• _THE TASK_
Count the lines in the listing below that contain the word "instance", and reply with that number alone.

• _INPUT MATERIAL_
↓↓↓

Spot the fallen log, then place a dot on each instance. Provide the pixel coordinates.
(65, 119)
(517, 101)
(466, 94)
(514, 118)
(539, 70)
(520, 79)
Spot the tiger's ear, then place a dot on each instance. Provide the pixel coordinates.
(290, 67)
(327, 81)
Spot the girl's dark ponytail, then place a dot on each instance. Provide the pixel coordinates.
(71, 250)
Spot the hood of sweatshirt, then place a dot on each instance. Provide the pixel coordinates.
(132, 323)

↑↑↑
↓↓↓

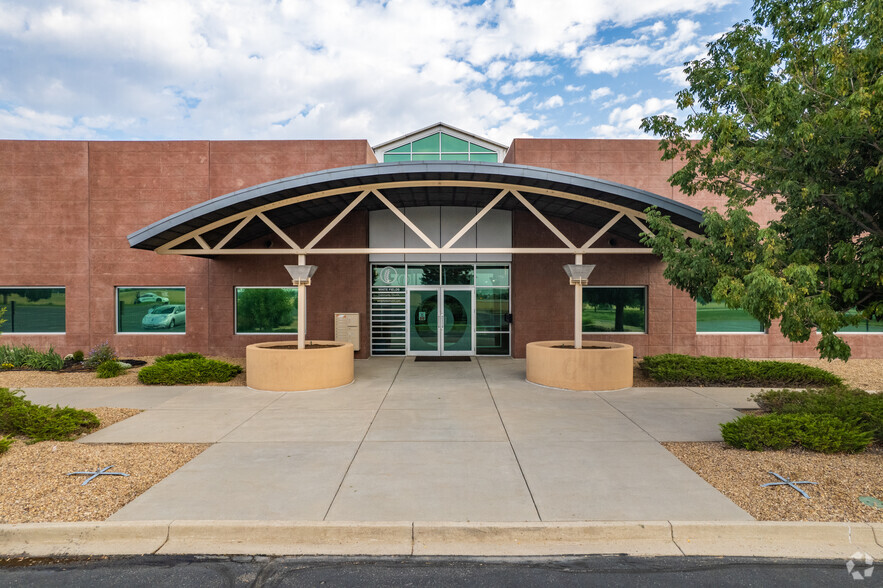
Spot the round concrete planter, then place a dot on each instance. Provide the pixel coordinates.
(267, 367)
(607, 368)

↑↑↑

• _SOLUTION TO THIS PROBLEM_
5